Collected data:
+++

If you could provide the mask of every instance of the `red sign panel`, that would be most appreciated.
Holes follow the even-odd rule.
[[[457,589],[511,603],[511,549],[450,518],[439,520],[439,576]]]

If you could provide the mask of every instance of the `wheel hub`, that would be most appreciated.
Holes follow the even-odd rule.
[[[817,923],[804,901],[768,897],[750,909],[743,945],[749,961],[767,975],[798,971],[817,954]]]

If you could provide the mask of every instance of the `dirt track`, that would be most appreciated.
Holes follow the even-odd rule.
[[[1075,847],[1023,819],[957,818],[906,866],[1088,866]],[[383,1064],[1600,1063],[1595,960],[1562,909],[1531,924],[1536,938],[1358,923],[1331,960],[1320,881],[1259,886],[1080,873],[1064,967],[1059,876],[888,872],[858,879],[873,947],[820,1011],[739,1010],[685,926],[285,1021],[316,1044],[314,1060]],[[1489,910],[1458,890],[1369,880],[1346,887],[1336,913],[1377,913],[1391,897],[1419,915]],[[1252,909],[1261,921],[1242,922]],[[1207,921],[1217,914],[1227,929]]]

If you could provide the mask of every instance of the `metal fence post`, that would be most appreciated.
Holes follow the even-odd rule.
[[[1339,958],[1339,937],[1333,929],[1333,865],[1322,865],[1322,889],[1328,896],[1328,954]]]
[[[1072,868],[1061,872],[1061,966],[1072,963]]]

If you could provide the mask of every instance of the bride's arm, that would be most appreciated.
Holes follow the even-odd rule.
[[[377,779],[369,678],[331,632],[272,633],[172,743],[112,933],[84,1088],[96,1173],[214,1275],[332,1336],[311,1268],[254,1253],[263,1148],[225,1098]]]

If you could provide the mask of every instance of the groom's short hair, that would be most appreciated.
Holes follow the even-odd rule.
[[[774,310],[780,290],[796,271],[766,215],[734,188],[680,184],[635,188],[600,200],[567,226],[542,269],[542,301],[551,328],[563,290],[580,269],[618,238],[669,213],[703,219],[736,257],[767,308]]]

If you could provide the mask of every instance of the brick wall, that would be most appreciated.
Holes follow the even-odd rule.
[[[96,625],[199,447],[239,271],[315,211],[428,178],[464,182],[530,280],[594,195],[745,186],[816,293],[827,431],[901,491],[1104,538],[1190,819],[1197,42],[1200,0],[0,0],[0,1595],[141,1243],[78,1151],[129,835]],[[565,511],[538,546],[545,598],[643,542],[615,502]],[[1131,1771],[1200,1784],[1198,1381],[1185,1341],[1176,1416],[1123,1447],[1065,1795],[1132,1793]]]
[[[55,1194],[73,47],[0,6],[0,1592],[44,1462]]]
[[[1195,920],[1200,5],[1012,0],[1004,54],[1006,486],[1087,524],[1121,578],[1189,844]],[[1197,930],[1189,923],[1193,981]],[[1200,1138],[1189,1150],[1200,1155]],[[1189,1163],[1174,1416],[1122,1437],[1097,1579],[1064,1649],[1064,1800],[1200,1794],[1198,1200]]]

+++

Work request: Using the exact wording, repeat all the entries.

Solution to this exercise:
If you could provide the mask of every instance of the `red sign panel`, that would be most appreciated.
Holes follow the even-odd rule.
[[[457,589],[511,603],[511,549],[450,518],[439,520],[439,576]]]

If you could provide the mask of every instance of the `wheel hub`, that would be most appreciated.
Holes follow the even-odd rule.
[[[817,923],[804,901],[768,897],[750,909],[743,945],[749,961],[767,975],[798,971],[817,954]]]

If you could provide the mask of every instance of the `dirt track`, that would be most appreciated.
Holes follow the even-odd rule.
[[[1075,847],[1023,819],[957,818],[906,866],[1088,866]],[[383,1064],[1600,1063],[1595,960],[1562,909],[1531,924],[1536,938],[1358,923],[1331,960],[1320,881],[1259,886],[1080,873],[1064,967],[1059,876],[888,872],[858,879],[873,947],[820,1011],[739,1010],[685,926],[285,1021],[316,1044],[314,1060]],[[1489,910],[1458,890],[1369,880],[1346,887],[1336,913],[1377,913],[1391,897],[1419,915]],[[1252,909],[1261,921],[1242,922]],[[1207,921],[1217,914],[1227,929]]]

If you could provide the mask of every instance of the `metal fence post`, that would be most appreciated.
Holes follow the even-odd rule.
[[[1339,958],[1339,937],[1333,929],[1333,865],[1322,865],[1322,889],[1328,896],[1328,954]]]
[[[1072,868],[1061,872],[1061,966],[1072,963]]]

If you could provide the mask of every instance of the bride's arm, that would be most appreciated.
Holes follow the even-odd rule.
[[[377,779],[369,678],[331,632],[272,633],[172,743],[112,933],[84,1088],[96,1173],[214,1275],[332,1336],[311,1268],[254,1253],[263,1148],[225,1098]]]

If you could provide the mask of every instance of the groom's short hair, that would be most appreciated.
Holes follow the even-odd rule.
[[[774,310],[780,290],[796,271],[766,215],[734,188],[680,184],[635,188],[600,200],[567,226],[542,269],[542,301],[551,328],[563,290],[580,269],[618,238],[669,213],[703,219],[736,257],[767,308]]]

If you could provide the mask of every instance of the brick wall, that would be most appreciated.
Holes follow the even-odd rule.
[[[96,625],[199,447],[239,271],[315,211],[428,178],[464,182],[530,280],[594,195],[745,186],[816,293],[827,431],[901,491],[1104,538],[1190,819],[1197,42],[1200,0],[0,0],[0,1595],[141,1243],[78,1151],[129,835]],[[565,511],[538,546],[545,598],[643,542],[615,502]],[[1131,1771],[1200,1784],[1198,1381],[1185,1341],[1176,1416],[1123,1447],[1065,1795],[1132,1793]]]
[[[55,1194],[73,47],[0,6],[0,1592],[44,1462]]]
[[[1195,920],[1200,5],[1012,0],[1004,54],[1006,486],[1087,524],[1121,578],[1189,844]],[[1197,930],[1189,923],[1193,981]],[[1200,1138],[1189,1150],[1200,1155]],[[1189,1163],[1174,1416],[1122,1437],[1097,1579],[1064,1649],[1064,1800],[1200,1794],[1198,1200]]]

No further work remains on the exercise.